[Data in this exercise Boundary: Start]
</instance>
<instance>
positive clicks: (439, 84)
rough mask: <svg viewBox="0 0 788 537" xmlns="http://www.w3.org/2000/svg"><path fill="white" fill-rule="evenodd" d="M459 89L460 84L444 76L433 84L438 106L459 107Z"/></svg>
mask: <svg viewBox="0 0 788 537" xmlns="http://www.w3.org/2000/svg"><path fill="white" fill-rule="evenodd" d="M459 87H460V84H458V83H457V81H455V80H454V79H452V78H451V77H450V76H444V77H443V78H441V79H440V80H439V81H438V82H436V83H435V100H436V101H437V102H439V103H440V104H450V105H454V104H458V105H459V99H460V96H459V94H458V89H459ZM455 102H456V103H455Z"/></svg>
[Data in this exercise Boundary: End]
What this task involves
Reproduce the listing above line for line, keeping every character unchanged.

The answer
</instance>
<instance>
positive clicks: (439, 84)
rough mask: <svg viewBox="0 0 788 537" xmlns="http://www.w3.org/2000/svg"><path fill="white" fill-rule="evenodd" d="M459 89L460 84L444 76L433 84L438 106L459 107Z"/></svg>
mask: <svg viewBox="0 0 788 537" xmlns="http://www.w3.org/2000/svg"><path fill="white" fill-rule="evenodd" d="M459 87H460V84H458V83H457V81H455V80H454V79H452V78H451V77H450V76H444V77H443V78H441V79H440V80H439V81H438V82H436V83H435V100H436V101H437V102H439V103H440V104H450V105H454V104H458V105H459V99H460V96H459V94H458V89H459ZM455 102H456V103H455Z"/></svg>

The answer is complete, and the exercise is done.